Task goal —
Begin at the line of the material that contains "For every instance of the black handle" and stop after the line that contains "pixel 128 177"; output those lines as a JSON list of strings, one per line, skipping blank lines. Leave the pictures out of the answer.

§ §

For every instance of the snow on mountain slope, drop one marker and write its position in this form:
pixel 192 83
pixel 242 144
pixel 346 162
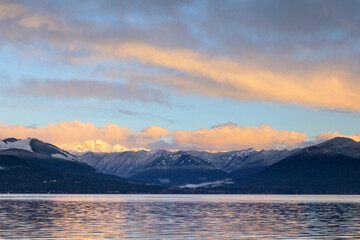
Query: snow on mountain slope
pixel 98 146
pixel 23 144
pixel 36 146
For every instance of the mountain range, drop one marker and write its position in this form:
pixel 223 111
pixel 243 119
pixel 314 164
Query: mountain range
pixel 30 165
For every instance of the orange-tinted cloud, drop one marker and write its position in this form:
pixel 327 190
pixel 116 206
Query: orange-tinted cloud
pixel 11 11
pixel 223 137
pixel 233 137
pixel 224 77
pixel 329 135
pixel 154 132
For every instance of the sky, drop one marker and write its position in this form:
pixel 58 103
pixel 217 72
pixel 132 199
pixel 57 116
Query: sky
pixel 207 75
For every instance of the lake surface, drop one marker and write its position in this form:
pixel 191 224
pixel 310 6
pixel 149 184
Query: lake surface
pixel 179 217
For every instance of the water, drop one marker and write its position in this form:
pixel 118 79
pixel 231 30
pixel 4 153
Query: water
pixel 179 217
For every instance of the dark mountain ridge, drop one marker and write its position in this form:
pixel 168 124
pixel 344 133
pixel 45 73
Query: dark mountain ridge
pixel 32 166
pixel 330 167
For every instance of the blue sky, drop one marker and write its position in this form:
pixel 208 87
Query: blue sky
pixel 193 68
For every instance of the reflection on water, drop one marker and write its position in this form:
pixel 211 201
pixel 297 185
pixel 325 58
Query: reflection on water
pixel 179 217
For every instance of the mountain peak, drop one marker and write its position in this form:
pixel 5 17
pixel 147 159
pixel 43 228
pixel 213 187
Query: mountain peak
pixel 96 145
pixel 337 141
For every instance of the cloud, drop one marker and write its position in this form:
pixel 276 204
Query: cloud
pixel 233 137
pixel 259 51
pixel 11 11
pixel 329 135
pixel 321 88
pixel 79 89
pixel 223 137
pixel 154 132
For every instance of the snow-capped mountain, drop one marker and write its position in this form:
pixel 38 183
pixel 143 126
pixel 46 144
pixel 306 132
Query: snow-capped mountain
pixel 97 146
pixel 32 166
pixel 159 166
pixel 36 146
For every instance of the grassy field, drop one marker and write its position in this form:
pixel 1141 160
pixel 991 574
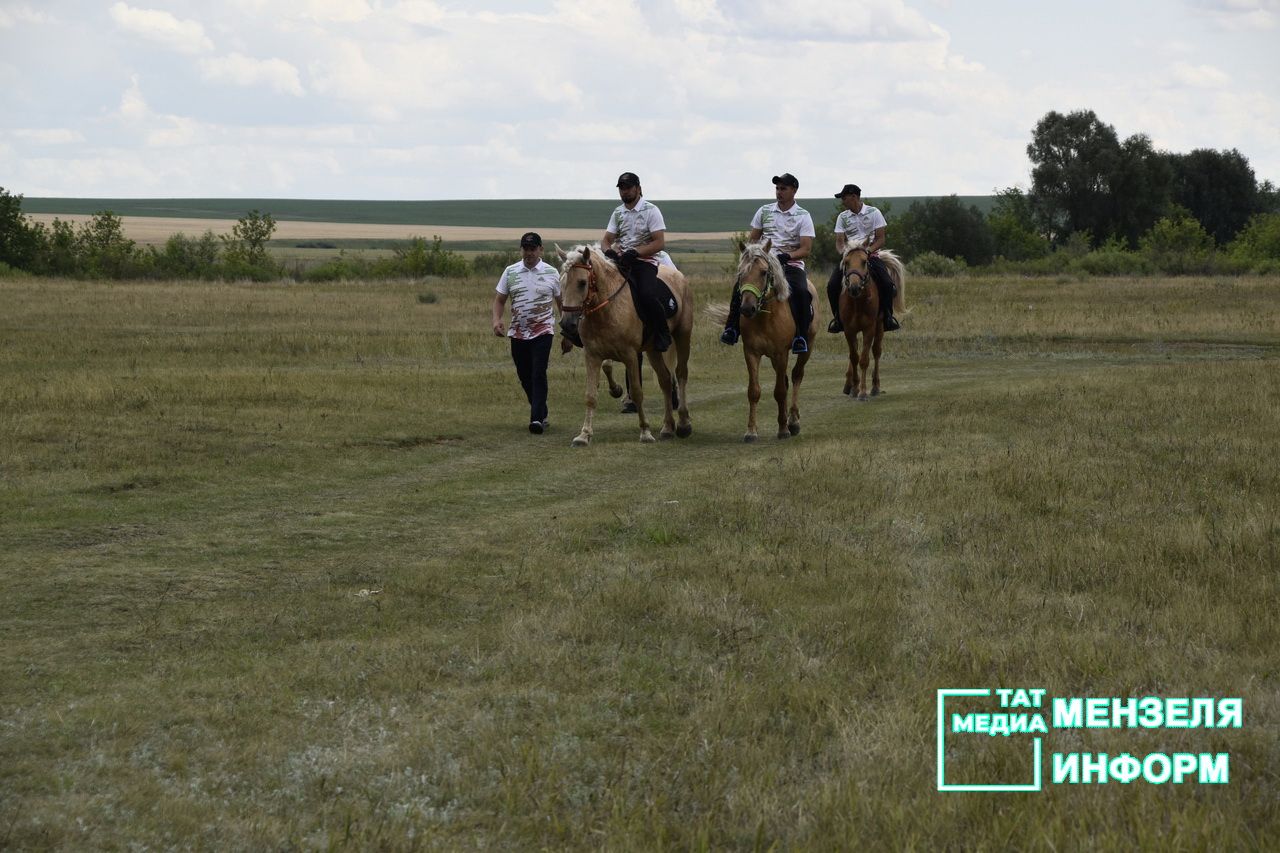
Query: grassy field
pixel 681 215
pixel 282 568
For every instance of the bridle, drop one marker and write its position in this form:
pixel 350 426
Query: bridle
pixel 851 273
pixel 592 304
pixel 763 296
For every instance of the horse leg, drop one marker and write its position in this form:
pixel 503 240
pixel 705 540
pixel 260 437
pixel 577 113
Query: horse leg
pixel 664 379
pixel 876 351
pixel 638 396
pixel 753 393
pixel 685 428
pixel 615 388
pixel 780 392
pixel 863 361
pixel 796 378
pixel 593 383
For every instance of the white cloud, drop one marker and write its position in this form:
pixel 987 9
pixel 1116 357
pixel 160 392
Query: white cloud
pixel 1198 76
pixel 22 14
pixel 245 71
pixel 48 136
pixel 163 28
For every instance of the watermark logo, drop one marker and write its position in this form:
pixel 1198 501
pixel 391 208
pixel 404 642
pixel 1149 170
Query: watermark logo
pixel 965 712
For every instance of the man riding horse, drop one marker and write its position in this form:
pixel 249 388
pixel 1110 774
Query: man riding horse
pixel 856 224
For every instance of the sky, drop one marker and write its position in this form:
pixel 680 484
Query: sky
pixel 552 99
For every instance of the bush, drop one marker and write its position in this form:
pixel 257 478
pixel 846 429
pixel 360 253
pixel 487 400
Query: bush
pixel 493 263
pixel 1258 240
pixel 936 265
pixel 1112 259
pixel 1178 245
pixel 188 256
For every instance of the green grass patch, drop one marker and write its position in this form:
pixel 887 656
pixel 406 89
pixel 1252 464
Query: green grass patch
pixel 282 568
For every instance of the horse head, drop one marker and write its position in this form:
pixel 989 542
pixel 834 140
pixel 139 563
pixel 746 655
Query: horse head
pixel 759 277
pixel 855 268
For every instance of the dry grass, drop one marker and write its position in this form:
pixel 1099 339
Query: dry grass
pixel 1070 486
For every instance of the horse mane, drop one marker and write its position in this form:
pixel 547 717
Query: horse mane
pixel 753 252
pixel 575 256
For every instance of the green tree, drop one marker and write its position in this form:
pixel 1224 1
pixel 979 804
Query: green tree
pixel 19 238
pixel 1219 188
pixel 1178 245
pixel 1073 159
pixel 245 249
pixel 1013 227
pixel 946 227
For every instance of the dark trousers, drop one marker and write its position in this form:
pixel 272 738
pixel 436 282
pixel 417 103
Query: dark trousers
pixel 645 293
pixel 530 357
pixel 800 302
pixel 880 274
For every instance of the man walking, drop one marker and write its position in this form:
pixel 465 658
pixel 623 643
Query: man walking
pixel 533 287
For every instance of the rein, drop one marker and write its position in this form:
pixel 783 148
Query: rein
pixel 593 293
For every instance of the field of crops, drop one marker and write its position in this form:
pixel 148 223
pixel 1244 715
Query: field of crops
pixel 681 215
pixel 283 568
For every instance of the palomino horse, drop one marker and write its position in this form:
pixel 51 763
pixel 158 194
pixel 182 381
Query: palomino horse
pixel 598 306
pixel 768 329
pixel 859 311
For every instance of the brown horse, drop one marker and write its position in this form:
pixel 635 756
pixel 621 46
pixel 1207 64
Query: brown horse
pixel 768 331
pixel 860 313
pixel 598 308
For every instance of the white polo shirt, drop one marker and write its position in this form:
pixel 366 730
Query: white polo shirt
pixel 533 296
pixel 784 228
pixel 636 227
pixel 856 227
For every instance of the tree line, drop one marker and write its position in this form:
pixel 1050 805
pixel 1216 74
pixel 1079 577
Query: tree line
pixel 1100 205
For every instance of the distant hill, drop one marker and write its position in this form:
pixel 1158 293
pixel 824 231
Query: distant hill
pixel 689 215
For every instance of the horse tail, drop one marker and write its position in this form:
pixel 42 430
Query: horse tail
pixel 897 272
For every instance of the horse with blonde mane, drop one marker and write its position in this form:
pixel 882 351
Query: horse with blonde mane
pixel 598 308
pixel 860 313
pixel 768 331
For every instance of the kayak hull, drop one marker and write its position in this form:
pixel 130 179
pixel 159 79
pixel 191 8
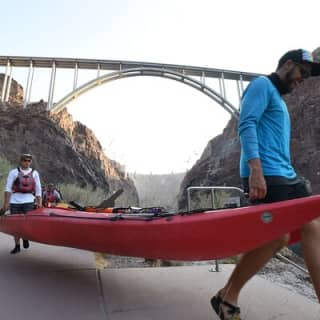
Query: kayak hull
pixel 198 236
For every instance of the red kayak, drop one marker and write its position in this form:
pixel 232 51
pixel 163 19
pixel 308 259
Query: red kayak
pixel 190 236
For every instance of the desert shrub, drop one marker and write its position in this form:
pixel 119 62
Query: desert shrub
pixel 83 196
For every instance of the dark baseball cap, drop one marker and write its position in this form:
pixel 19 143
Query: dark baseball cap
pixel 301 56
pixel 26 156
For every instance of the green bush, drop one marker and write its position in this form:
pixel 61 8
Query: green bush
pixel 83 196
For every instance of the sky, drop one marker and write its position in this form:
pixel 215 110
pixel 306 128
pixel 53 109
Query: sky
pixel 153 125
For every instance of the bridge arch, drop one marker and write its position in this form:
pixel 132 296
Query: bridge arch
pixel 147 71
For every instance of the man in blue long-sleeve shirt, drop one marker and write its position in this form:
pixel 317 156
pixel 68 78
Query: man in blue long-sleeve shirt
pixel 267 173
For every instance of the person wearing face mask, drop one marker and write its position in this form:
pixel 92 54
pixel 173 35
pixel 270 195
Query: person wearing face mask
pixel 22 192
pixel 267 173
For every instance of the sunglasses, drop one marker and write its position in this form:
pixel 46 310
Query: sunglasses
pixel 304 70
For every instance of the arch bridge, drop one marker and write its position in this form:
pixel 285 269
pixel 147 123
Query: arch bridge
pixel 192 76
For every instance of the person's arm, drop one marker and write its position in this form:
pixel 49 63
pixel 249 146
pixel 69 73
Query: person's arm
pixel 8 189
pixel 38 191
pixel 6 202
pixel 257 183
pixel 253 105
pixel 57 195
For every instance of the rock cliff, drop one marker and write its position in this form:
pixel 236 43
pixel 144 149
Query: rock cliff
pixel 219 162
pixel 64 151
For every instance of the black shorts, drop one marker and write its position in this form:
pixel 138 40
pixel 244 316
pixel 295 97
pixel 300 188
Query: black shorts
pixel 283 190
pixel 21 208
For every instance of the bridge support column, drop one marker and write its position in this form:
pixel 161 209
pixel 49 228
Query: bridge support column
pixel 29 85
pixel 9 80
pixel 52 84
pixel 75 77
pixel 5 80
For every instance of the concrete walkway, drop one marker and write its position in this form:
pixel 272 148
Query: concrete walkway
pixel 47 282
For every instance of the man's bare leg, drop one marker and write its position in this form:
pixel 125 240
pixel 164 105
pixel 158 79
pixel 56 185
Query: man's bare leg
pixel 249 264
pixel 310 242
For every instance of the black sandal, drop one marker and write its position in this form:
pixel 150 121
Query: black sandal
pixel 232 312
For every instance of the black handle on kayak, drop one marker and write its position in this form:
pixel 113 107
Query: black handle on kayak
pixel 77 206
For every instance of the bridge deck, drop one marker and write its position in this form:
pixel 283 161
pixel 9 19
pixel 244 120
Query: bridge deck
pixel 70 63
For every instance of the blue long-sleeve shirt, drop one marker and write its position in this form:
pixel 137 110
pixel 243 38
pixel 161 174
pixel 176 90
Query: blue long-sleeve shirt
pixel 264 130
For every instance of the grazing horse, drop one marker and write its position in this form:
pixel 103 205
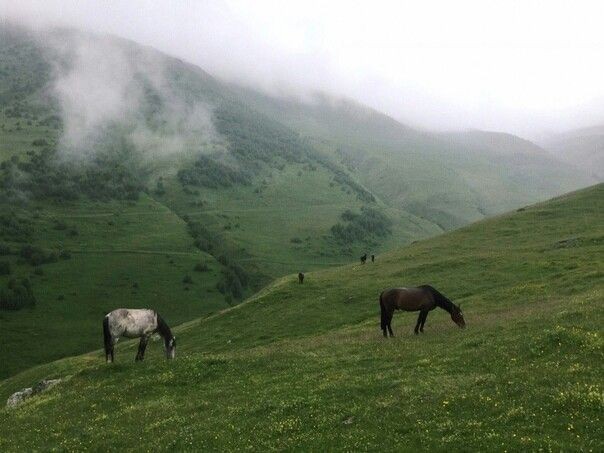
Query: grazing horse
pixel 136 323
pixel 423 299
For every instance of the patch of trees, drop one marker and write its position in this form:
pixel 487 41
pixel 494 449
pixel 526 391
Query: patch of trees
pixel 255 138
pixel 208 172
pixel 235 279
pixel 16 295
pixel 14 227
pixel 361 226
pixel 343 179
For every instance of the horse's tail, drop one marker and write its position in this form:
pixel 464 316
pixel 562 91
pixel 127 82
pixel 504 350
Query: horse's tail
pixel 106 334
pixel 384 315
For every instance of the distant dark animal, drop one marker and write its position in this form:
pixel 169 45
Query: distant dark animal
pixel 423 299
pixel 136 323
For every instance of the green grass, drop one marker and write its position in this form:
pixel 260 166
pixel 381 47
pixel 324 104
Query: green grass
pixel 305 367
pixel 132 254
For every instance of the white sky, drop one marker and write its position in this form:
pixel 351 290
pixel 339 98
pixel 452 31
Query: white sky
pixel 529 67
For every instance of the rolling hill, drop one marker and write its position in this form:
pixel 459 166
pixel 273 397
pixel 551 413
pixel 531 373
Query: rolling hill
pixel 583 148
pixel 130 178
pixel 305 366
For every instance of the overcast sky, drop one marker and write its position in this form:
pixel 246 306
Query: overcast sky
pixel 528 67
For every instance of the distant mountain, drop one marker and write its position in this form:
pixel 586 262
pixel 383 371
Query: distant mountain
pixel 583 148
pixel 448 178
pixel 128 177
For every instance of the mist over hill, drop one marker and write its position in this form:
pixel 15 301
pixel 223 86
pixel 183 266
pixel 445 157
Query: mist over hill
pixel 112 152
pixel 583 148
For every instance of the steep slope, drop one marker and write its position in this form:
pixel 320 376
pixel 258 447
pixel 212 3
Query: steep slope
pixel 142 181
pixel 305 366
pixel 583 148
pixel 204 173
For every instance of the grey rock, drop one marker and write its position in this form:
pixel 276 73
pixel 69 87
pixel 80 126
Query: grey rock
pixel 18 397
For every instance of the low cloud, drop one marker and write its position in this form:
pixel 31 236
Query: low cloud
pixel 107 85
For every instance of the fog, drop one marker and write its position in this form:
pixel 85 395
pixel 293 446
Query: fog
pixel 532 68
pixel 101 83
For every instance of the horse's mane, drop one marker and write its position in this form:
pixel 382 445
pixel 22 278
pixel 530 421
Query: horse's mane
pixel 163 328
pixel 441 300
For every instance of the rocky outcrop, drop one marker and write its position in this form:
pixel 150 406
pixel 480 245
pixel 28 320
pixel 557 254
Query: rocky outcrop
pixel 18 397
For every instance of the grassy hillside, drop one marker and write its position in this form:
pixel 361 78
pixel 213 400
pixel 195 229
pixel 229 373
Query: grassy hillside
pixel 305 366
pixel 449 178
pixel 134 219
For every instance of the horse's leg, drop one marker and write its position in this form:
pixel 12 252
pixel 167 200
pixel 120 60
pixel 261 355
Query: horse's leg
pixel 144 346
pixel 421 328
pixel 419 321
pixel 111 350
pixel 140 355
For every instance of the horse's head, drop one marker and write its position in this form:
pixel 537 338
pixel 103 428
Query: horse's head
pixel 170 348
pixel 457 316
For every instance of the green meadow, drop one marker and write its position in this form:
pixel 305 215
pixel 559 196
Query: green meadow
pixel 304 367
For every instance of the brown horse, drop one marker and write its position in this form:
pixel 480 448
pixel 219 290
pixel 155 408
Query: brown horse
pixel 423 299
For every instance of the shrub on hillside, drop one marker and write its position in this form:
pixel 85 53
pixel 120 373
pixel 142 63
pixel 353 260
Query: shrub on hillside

§ §

Exercise result —
[
  "For every instance of the black handle on kayak, drop one marker and write its position in this form:",
  "pixel 113 107",
  "Query: black handle on kayak",
  "pixel 77 206",
  "For every instance of the bridge deck, drop one marker and write its position in this form:",
  "pixel 283 161",
  "pixel 9 19",
  "pixel 244 120",
  "Query: bridge deck",
  "pixel 70 63",
  "For every instance of the blue long-sleeve shirt, drop one marker and write its position in this form:",
  "pixel 137 110",
  "pixel 243 38",
  "pixel 161 174",
  "pixel 176 90",
  "Query: blue long-sleeve shirt",
  "pixel 264 130",
  "For every instance of the grazing horse, drop one marker and write its position in this form:",
  "pixel 103 205",
  "Query: grazing horse",
  "pixel 136 323",
  "pixel 423 299",
  "For every instance of the patch of trees, drop one marker and write its position in this form:",
  "pixel 487 41",
  "pixel 494 449",
  "pixel 526 391",
  "Query: patch of trees",
  "pixel 255 138",
  "pixel 208 172",
  "pixel 235 279",
  "pixel 16 295",
  "pixel 14 227",
  "pixel 361 226",
  "pixel 343 179",
  "For every instance of the horse's tail, drop one marker and write its position in this form:",
  "pixel 464 316",
  "pixel 562 91",
  "pixel 127 82",
  "pixel 504 350",
  "Query: horse's tail",
  "pixel 106 334",
  "pixel 384 315",
  "For every instance of the distant dark animal, drop one marker and write its position in this form:",
  "pixel 169 45",
  "Query: distant dark animal",
  "pixel 423 299",
  "pixel 136 323",
  "For every instance of the green grass, drop one marker and write its position in this form:",
  "pixel 260 166",
  "pixel 381 47",
  "pixel 324 104",
  "Query: green grass",
  "pixel 305 367",
  "pixel 132 254",
  "For every instance of the white sky, drop one marker and write its position in this form:",
  "pixel 351 290",
  "pixel 339 98",
  "pixel 452 31",
  "Query: white sky",
  "pixel 529 67",
  "For every instance of the rolling hill, drop one marker and write its position in this form:",
  "pixel 459 166",
  "pixel 273 397",
  "pixel 551 413",
  "pixel 531 373",
  "Query: rolling hill",
  "pixel 583 148",
  "pixel 130 178",
  "pixel 305 366",
  "For every instance of the overcast sky, drop one marker and write its position in this form:",
  "pixel 246 306",
  "Query: overcast sky",
  "pixel 528 67",
  "For every instance of the distant mountain, drop one marker and write its position in this form:",
  "pixel 586 262",
  "pixel 383 371",
  "Query: distant mountain",
  "pixel 583 148",
  "pixel 448 178",
  "pixel 128 177"
]